What you have to do:
Return every line of the material below that contains the string "basket", matching case exactly.

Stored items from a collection
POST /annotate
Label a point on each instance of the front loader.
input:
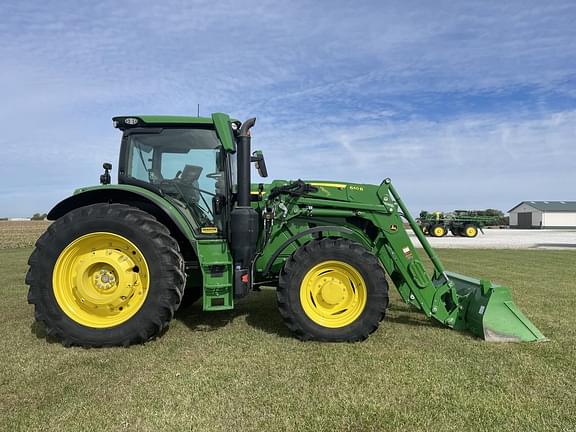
(185, 223)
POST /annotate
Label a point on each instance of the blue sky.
(468, 104)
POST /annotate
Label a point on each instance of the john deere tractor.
(186, 223)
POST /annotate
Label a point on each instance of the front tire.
(105, 275)
(332, 290)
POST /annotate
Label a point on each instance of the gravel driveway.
(508, 239)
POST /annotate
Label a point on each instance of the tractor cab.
(185, 159)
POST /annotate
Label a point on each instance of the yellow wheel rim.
(333, 294)
(100, 280)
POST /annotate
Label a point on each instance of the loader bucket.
(490, 313)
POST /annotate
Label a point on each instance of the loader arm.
(457, 301)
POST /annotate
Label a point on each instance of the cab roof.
(222, 123)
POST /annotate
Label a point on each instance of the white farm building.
(543, 214)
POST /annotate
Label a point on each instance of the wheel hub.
(333, 294)
(105, 279)
(100, 280)
(332, 290)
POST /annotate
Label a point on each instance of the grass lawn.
(241, 370)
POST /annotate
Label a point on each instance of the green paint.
(217, 271)
(182, 222)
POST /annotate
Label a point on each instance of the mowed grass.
(18, 234)
(241, 370)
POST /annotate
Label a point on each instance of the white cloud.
(442, 96)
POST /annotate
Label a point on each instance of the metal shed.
(543, 214)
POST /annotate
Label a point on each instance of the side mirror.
(258, 158)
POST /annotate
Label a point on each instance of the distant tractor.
(461, 223)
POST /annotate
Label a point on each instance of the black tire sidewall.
(62, 234)
(376, 290)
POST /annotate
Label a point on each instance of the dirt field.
(509, 239)
(17, 234)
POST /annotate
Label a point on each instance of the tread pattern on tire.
(158, 309)
(307, 256)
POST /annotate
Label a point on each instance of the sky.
(463, 104)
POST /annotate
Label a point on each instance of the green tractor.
(186, 223)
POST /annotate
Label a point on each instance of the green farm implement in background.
(461, 223)
(186, 223)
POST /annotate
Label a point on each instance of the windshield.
(186, 164)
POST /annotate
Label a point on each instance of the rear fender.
(315, 232)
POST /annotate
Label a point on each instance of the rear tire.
(55, 305)
(325, 316)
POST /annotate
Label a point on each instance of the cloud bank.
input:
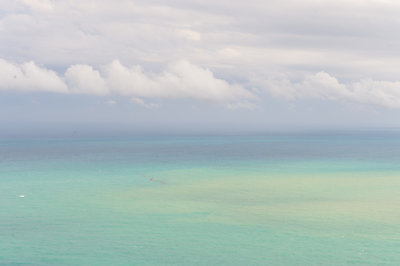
(179, 80)
(323, 86)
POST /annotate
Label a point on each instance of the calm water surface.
(201, 200)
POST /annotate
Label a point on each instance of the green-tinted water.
(294, 200)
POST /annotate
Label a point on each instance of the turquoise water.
(201, 200)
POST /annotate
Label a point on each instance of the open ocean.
(316, 199)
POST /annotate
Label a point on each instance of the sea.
(256, 199)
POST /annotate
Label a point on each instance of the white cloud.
(29, 77)
(38, 5)
(179, 80)
(145, 104)
(85, 80)
(326, 87)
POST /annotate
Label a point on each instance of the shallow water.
(201, 200)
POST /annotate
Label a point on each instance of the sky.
(198, 66)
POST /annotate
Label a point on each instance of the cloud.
(179, 80)
(145, 104)
(38, 5)
(326, 87)
(84, 79)
(29, 77)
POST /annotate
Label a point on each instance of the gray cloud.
(179, 80)
(286, 48)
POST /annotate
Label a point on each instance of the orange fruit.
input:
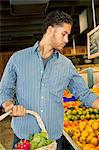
(87, 146)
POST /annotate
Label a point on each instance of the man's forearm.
(7, 105)
(95, 104)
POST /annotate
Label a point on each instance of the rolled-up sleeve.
(7, 84)
(79, 89)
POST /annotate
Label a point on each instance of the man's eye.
(63, 34)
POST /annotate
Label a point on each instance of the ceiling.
(21, 21)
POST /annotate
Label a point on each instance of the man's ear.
(50, 29)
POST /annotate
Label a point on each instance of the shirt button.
(41, 110)
(41, 71)
(42, 84)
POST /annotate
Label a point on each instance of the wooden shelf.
(74, 145)
(79, 50)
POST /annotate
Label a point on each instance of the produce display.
(82, 125)
(35, 141)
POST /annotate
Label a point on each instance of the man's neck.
(45, 49)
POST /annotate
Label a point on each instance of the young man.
(40, 74)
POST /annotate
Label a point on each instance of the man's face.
(60, 36)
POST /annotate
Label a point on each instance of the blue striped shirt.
(41, 90)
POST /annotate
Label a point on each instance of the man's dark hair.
(56, 18)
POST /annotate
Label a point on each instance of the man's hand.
(7, 105)
(17, 110)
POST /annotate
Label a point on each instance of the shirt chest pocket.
(56, 86)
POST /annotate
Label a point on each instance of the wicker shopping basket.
(51, 146)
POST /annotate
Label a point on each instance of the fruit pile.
(95, 89)
(82, 124)
(81, 114)
(35, 141)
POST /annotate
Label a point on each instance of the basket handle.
(35, 114)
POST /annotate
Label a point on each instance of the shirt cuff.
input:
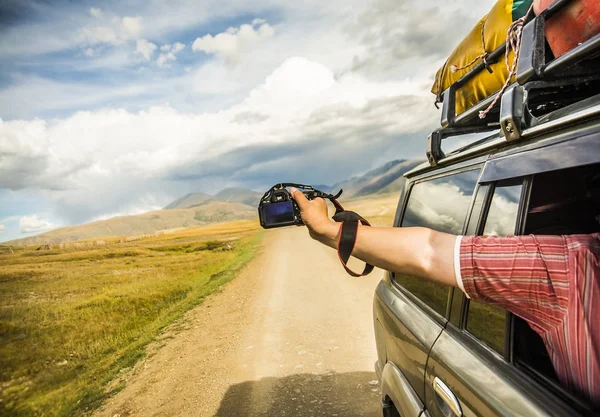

Answer to the exercise:
Label a point on each instance of the wicker shopping basket.
Label a point on each instance of the basket handle.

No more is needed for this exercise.